Written instruction: Continue the blog post about the Pennsylvania signature quilt, starting right after its last sentence.

Document passage:
□ □ □
Friday, September 11, 2015

Morning Time with Mary!


Friendship quilts and signature quilts held sentiments expressed in words of tenderness, sweet emotion, poetry and prose.

These quilts were made for many different occasions, but in the 1840s America was still a land of the unknown and undeveloped wilderness.

There wasn’t much settling at all to the west of Ohio, and when families packed up and moved off in search of their fortunes and new roots, it was likely that they would never see these dear friends and family again.

They couldn’t just pick up the phone and call.  It could take months or more for letters from family and friends to reach the corners of the new land.

These quilts with sweet remembrances were so important to those to whom they were given as  tangible, visible knowledge that they were loved and cared for and remembered by those they left far behind.

Today I am sharing with you a quilt that Mary Koval shared with me.

It’s a Pennsylvania applique with dated signatures and beautiful sentiments.  I hope you enjoy it as much as I enjoyed seeing it!


Full quilt with morning sun from Mary’s dining room widow!

Things I immediately noticed about this quilt…No borders!  The quilt was big enough as it was, or perhaps they were in a hurry to get it to the recipients.  No one knows!

I also zeroed right in on the double diagonal quilting.  This is a sign of an early quilt.

I love thinking about the ladies getting together and laying out these blocks and deciding which way they are going to go.  Look at the 4th row.  They put two similar pineapple blocks on opposite sides of the same row.  The left pineapple block is big and chunky with hearts appliqued to the sides.


Close up, bottom left corner

The one on the right is more streamlined with detail in the center, and three leaves where the hearts are in the left block.  This was a popular pattern that was likely shared between friends, family and quilting neighbors.  Can you see the ladies saying “Move this one over here, it is too similar to the other one!”


Check out the penmanship!

I can’t really read this one, but I thought the embroidery over the seams was interesting.  It’s almost a yarn, done in constrasting colors, overcast like a satin stitch along the edges of the label and around the flower pot.  This block is found at the center of the quilt.
□ □ □
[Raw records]
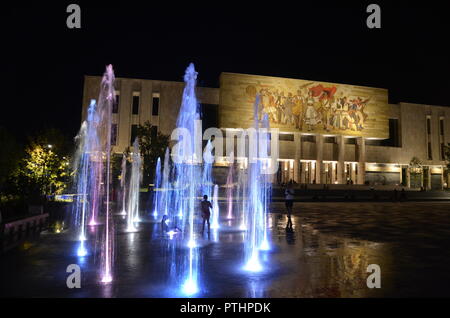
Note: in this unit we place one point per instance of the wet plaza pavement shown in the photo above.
(326, 256)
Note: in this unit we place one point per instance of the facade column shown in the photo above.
(319, 158)
(361, 160)
(353, 173)
(408, 177)
(341, 157)
(297, 156)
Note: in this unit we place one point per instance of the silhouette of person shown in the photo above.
(206, 213)
(289, 202)
(164, 226)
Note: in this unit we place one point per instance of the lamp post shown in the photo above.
(49, 146)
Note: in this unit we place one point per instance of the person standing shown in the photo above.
(289, 202)
(206, 212)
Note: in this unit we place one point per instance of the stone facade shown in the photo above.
(304, 157)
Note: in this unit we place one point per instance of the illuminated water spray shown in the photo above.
(229, 186)
(105, 104)
(188, 176)
(258, 193)
(207, 182)
(215, 212)
(165, 196)
(157, 192)
(123, 185)
(86, 175)
(133, 188)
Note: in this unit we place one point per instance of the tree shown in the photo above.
(415, 171)
(44, 168)
(447, 155)
(9, 159)
(152, 145)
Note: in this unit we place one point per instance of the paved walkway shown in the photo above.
(326, 256)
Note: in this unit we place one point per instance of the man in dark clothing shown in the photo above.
(206, 213)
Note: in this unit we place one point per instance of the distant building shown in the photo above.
(329, 133)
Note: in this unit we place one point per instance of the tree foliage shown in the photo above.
(152, 145)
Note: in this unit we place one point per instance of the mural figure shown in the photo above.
(312, 106)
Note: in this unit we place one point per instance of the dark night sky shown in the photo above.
(46, 61)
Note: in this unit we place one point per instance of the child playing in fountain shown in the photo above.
(206, 213)
(165, 227)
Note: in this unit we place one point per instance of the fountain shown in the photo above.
(133, 189)
(229, 186)
(123, 185)
(105, 104)
(157, 192)
(258, 193)
(187, 178)
(215, 211)
(86, 174)
(207, 182)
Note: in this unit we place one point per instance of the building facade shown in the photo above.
(329, 133)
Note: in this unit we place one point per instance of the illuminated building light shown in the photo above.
(190, 287)
(192, 244)
(106, 279)
(81, 250)
(265, 246)
(253, 265)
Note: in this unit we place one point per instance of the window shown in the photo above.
(133, 133)
(135, 104)
(430, 155)
(286, 137)
(155, 104)
(116, 103)
(329, 140)
(113, 134)
(309, 138)
(154, 132)
(350, 141)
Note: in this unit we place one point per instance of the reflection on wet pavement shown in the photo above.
(325, 254)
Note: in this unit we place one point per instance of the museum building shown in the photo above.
(328, 133)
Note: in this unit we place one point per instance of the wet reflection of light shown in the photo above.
(81, 252)
(190, 287)
(253, 265)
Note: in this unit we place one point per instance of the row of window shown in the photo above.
(441, 126)
(134, 131)
(136, 103)
(441, 139)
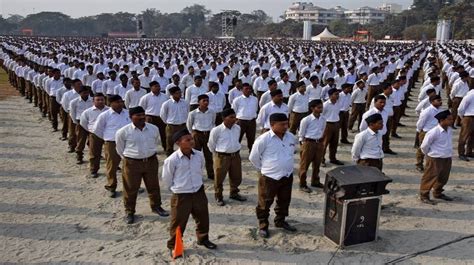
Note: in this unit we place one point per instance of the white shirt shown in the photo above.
(438, 143)
(132, 142)
(174, 112)
(312, 127)
(89, 116)
(109, 122)
(245, 107)
(132, 97)
(224, 140)
(367, 145)
(182, 174)
(263, 118)
(201, 121)
(77, 106)
(272, 156)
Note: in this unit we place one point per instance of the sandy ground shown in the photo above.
(50, 212)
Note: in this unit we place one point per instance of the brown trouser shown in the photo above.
(295, 120)
(419, 154)
(377, 163)
(95, 152)
(268, 189)
(466, 136)
(64, 118)
(133, 173)
(456, 103)
(397, 114)
(72, 140)
(357, 111)
(184, 204)
(436, 175)
(170, 130)
(249, 128)
(81, 135)
(112, 161)
(344, 124)
(227, 163)
(312, 152)
(54, 105)
(200, 143)
(331, 138)
(158, 122)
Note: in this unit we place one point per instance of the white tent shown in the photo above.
(325, 35)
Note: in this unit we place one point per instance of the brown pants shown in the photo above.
(377, 163)
(268, 189)
(170, 130)
(249, 129)
(436, 175)
(72, 140)
(200, 143)
(112, 161)
(95, 152)
(295, 120)
(81, 135)
(397, 114)
(312, 152)
(344, 124)
(133, 173)
(182, 205)
(466, 136)
(357, 111)
(54, 105)
(227, 163)
(158, 122)
(456, 103)
(331, 139)
(419, 154)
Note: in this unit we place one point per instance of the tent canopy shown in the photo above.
(325, 35)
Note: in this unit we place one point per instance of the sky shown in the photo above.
(78, 8)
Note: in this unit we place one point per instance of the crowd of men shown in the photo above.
(128, 97)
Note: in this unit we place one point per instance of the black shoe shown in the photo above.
(317, 185)
(238, 197)
(130, 218)
(396, 136)
(207, 244)
(285, 225)
(264, 233)
(220, 202)
(160, 211)
(337, 162)
(305, 189)
(390, 152)
(443, 197)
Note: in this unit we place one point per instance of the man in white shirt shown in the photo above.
(182, 174)
(200, 122)
(437, 146)
(105, 127)
(87, 121)
(367, 147)
(273, 157)
(312, 148)
(136, 144)
(224, 143)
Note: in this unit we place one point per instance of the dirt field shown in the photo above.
(51, 213)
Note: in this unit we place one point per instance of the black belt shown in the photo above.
(229, 154)
(142, 159)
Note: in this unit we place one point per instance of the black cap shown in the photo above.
(136, 110)
(275, 117)
(177, 135)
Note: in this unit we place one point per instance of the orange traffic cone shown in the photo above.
(178, 245)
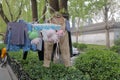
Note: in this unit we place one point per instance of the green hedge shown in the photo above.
(55, 72)
(99, 64)
(80, 46)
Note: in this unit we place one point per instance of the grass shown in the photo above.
(93, 46)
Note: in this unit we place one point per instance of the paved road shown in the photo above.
(7, 74)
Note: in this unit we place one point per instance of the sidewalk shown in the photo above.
(7, 74)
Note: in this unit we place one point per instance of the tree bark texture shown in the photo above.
(54, 4)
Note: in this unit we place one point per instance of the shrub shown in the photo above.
(82, 47)
(99, 64)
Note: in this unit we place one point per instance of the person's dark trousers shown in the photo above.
(70, 43)
(40, 53)
(70, 46)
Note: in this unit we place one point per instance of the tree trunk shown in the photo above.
(54, 6)
(3, 15)
(107, 28)
(77, 30)
(64, 8)
(34, 10)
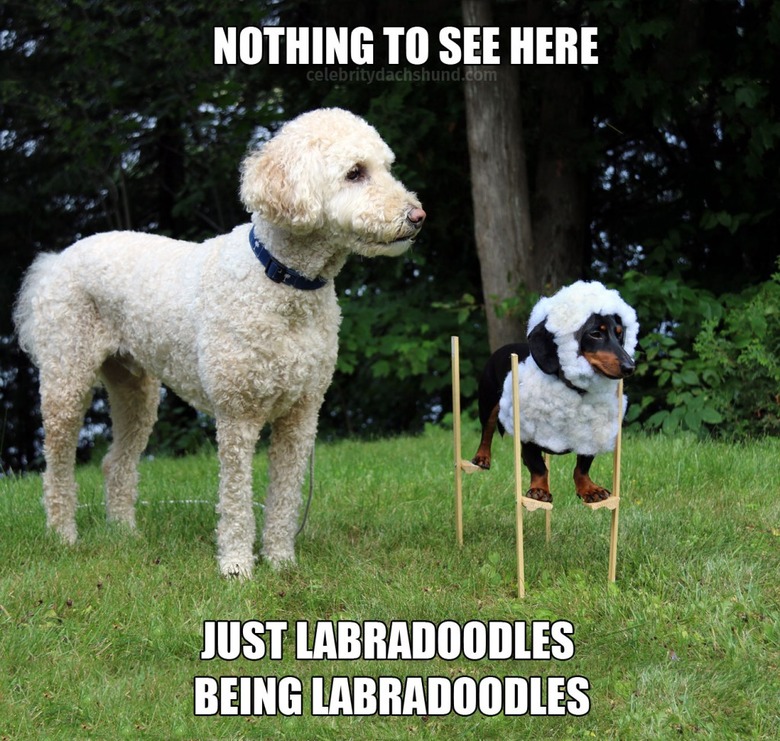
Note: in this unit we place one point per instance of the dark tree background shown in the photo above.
(657, 170)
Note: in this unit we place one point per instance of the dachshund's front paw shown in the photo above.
(593, 494)
(541, 495)
(482, 459)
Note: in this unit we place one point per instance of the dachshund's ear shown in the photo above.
(543, 349)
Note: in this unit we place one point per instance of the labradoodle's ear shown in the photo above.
(278, 185)
(543, 349)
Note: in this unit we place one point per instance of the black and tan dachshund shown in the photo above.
(601, 342)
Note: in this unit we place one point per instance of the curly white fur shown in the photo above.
(553, 416)
(134, 310)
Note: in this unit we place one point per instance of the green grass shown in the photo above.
(102, 640)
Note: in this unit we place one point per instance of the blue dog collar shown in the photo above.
(280, 273)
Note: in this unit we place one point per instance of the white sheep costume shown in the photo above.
(552, 415)
(243, 326)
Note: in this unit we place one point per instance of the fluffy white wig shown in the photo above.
(552, 415)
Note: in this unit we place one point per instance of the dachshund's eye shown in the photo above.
(356, 174)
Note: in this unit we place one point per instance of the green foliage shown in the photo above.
(705, 364)
(740, 360)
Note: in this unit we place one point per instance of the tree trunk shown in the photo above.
(499, 185)
(560, 224)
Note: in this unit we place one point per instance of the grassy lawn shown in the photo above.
(102, 640)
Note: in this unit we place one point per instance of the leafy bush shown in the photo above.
(740, 360)
(706, 364)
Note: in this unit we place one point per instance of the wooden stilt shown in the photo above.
(547, 511)
(613, 531)
(456, 441)
(518, 479)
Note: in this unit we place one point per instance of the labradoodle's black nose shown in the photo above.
(416, 216)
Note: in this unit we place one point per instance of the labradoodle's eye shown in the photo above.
(358, 172)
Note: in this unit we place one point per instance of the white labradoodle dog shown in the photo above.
(243, 326)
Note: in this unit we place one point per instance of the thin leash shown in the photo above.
(311, 491)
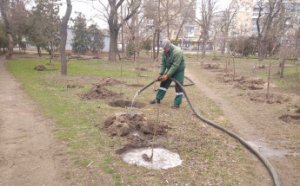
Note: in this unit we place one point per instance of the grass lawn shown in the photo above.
(209, 157)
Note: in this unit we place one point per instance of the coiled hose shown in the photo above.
(265, 162)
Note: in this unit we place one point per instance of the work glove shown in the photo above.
(164, 77)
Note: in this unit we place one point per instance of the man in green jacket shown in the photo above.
(172, 66)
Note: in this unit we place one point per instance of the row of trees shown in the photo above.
(86, 38)
(141, 22)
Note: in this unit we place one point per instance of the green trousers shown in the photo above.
(179, 76)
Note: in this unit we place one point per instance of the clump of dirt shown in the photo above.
(262, 98)
(135, 85)
(211, 66)
(74, 86)
(229, 77)
(133, 126)
(242, 82)
(99, 92)
(40, 68)
(141, 69)
(108, 82)
(293, 116)
(250, 84)
(126, 103)
(288, 118)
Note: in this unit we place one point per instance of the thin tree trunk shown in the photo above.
(4, 7)
(63, 35)
(113, 45)
(269, 78)
(204, 47)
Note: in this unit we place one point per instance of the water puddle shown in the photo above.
(268, 151)
(162, 158)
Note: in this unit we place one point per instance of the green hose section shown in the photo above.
(265, 162)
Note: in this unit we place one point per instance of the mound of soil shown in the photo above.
(135, 85)
(211, 66)
(108, 82)
(74, 86)
(262, 98)
(40, 68)
(133, 126)
(242, 82)
(229, 77)
(126, 103)
(141, 69)
(99, 92)
(288, 118)
(293, 116)
(250, 84)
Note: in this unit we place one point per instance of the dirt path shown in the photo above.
(28, 153)
(256, 137)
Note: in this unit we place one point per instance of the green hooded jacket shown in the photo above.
(172, 61)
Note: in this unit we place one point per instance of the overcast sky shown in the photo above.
(86, 8)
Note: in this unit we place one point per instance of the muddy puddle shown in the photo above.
(267, 151)
(161, 158)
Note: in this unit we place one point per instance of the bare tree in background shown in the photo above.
(188, 13)
(63, 37)
(112, 14)
(268, 12)
(207, 8)
(226, 23)
(6, 15)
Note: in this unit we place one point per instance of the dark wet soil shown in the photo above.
(135, 85)
(99, 92)
(40, 68)
(293, 116)
(260, 97)
(211, 66)
(134, 126)
(109, 82)
(126, 103)
(242, 82)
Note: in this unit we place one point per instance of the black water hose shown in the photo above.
(265, 162)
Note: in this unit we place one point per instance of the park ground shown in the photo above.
(70, 112)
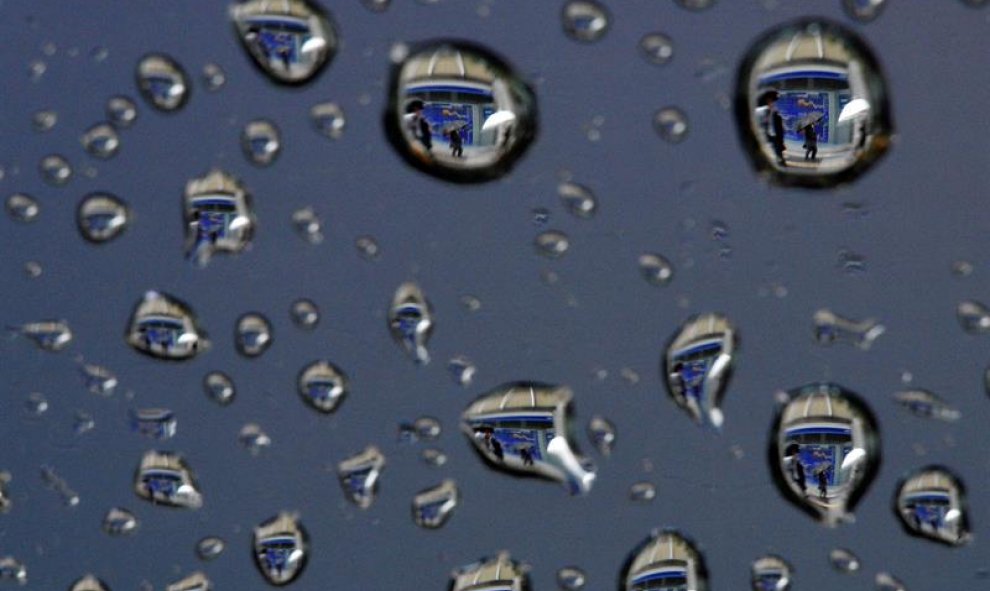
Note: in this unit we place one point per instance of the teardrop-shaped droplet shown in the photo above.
(253, 334)
(458, 111)
(165, 327)
(359, 476)
(824, 123)
(322, 386)
(698, 364)
(261, 142)
(770, 573)
(218, 217)
(522, 427)
(164, 479)
(410, 320)
(496, 572)
(432, 507)
(666, 560)
(832, 328)
(931, 503)
(824, 450)
(101, 217)
(291, 41)
(162, 82)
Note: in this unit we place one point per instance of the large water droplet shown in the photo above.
(666, 560)
(164, 327)
(359, 475)
(164, 479)
(522, 427)
(824, 450)
(101, 217)
(458, 111)
(218, 216)
(162, 82)
(812, 105)
(931, 503)
(698, 364)
(433, 507)
(322, 385)
(290, 41)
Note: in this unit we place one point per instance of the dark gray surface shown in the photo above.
(925, 209)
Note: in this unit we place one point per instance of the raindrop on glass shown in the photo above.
(698, 364)
(359, 476)
(162, 82)
(101, 217)
(540, 448)
(824, 450)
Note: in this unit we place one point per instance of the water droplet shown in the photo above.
(22, 207)
(931, 503)
(434, 506)
(359, 475)
(261, 142)
(974, 317)
(253, 334)
(666, 560)
(825, 450)
(671, 124)
(571, 578)
(290, 41)
(210, 548)
(101, 141)
(497, 572)
(585, 20)
(410, 320)
(162, 82)
(462, 370)
(219, 388)
(578, 200)
(655, 268)
(47, 335)
(164, 479)
(322, 385)
(823, 126)
(120, 522)
(165, 327)
(218, 216)
(642, 492)
(55, 170)
(304, 313)
(121, 111)
(771, 573)
(101, 217)
(522, 427)
(698, 364)
(657, 48)
(437, 130)
(328, 119)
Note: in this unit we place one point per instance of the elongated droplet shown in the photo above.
(697, 366)
(359, 476)
(522, 428)
(825, 450)
(164, 327)
(164, 479)
(931, 503)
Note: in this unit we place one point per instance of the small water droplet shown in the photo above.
(120, 522)
(162, 82)
(432, 507)
(359, 476)
(101, 217)
(261, 142)
(671, 124)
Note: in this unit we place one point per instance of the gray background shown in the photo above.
(921, 209)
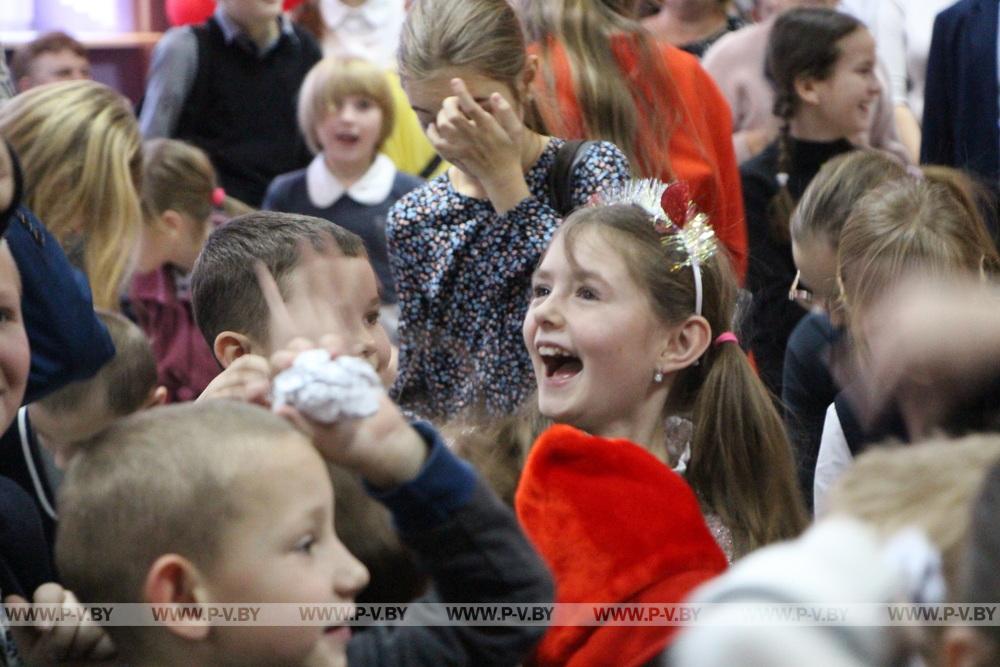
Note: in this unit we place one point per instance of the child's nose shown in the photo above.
(350, 574)
(548, 314)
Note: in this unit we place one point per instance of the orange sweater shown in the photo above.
(700, 150)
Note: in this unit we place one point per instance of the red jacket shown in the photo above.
(700, 150)
(185, 363)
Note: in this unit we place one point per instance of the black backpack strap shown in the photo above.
(560, 181)
(431, 167)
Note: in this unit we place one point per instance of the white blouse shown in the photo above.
(903, 30)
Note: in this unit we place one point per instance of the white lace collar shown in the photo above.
(324, 189)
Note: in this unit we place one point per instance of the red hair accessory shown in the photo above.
(726, 337)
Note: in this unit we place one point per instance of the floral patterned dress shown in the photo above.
(463, 276)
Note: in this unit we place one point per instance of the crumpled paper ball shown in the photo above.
(328, 390)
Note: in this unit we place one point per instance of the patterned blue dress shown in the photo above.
(463, 277)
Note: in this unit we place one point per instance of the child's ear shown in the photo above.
(174, 580)
(172, 222)
(684, 344)
(806, 87)
(530, 72)
(230, 346)
(156, 398)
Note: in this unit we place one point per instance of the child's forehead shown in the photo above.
(351, 273)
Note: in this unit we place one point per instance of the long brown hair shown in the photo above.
(612, 102)
(836, 188)
(483, 35)
(930, 224)
(741, 466)
(803, 43)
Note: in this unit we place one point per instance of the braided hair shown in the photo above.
(804, 43)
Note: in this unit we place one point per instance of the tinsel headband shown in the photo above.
(682, 226)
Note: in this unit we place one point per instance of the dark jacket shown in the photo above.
(961, 108)
(471, 545)
(771, 269)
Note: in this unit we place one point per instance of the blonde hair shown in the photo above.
(931, 224)
(483, 35)
(80, 150)
(329, 82)
(931, 485)
(613, 103)
(160, 481)
(836, 188)
(176, 176)
(741, 466)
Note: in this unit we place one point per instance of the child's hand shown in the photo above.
(483, 143)
(44, 644)
(247, 379)
(316, 308)
(383, 448)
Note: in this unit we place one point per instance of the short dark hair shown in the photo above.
(50, 42)
(224, 290)
(124, 383)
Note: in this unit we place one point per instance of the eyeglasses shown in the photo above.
(810, 301)
(800, 295)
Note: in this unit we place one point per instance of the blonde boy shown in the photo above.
(222, 502)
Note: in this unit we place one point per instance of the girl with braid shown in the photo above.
(822, 66)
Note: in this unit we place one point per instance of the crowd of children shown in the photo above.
(617, 326)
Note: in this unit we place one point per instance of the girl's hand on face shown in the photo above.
(486, 144)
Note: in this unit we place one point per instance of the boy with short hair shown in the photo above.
(233, 314)
(54, 56)
(231, 310)
(218, 502)
(229, 87)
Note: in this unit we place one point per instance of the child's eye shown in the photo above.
(306, 544)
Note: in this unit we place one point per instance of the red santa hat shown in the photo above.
(615, 525)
□ □ □
Written answer:
Be life to thee a happy day
An endless scene of pleasure
Combining all the charms of May
With Autumn’s golden treasure
Presented by Hannah Ann Hall
April 24th, 1849

Hearts and Flowers?  A Wedding Quilt Perhaps?


The signature is in the center of this lovely rose wreath!


Bottom Right Corner.

So lovely!


Remember the Giver
Mary B Phillips
Chester County

And oh!  Those stitches!  How did the quilter decide what to do in the areas in between the double diagonal quilting?  I love that this is not just an oval, that she stylized it a bit, and then echo quilted it to fill the area.


Using BOTH sides of the fabric!

So here you are.  The long awaited permission we’ve all been searching for!  This quilter appliqued her flowers using both sides of the fabric to show depth and contrast between the petals!  I love that the fabric design is still barely seen “wrong side up”. 

And please note, the appliques are also double row quilted echo style outside of each shape.  She didn’t just outline them once, but TWICE! Holy. Moly.


I have a hard time making this one out!

The last part goes:
Crowned with Mercy, oh how sweet,
Will eternal friendship be.
Signed by Susanna Sentman
March 16th, 1849


Upper right Corner.

This quilt was just SUCH a beauty and in completely amazing condition.  I feel so honored and inspired after seeing it.

Think about it.  No sewing machines.  No rotary cutters.  No freezer paper, no fusibles. 

Just Fabric, Scissors, Thread, Pins –and TIME. 

All for the love of a cherished friend, whatever the occasion this quilt was made to document.

And through it all, friendship remains!

Have a lovely Friday, everyone!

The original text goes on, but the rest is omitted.